_WHAT THIS TASK INVOLVES_:
In the copy you make of the entries, no picture should appear, and every word must match.

_MATERIALS PROVIDED_:
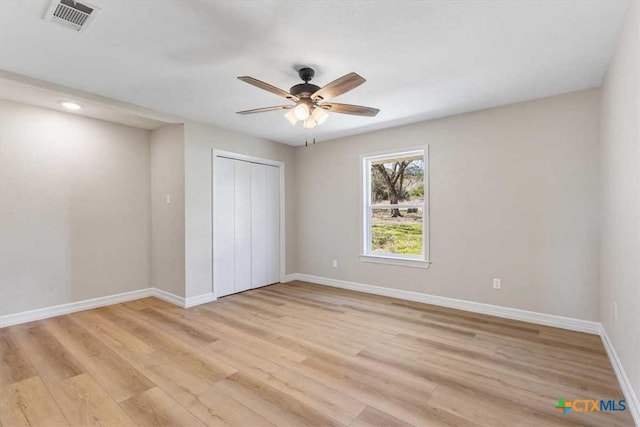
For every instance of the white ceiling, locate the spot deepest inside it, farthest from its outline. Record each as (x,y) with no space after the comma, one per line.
(421,59)
(13,88)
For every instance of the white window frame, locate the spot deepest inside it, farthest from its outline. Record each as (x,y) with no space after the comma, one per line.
(367,255)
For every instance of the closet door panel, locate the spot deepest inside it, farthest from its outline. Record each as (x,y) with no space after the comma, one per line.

_TASK ANSWER_:
For every instance of the white ceiling, locate the spot deepest inside it, farthest from its outline. Record each as (x,y) with no space after the comma, one per line.
(421,59)
(13,88)
For every instance of the white window frame, locate the spot deepest inside it, farthest from its outline. Record each as (x,y) with no space after the comma, one per line.
(367,255)
For every instance of the closet door panel, locate the spot deepest inside it, farthest from its outline. Record each as (x,y) with no space after the comma, one per line.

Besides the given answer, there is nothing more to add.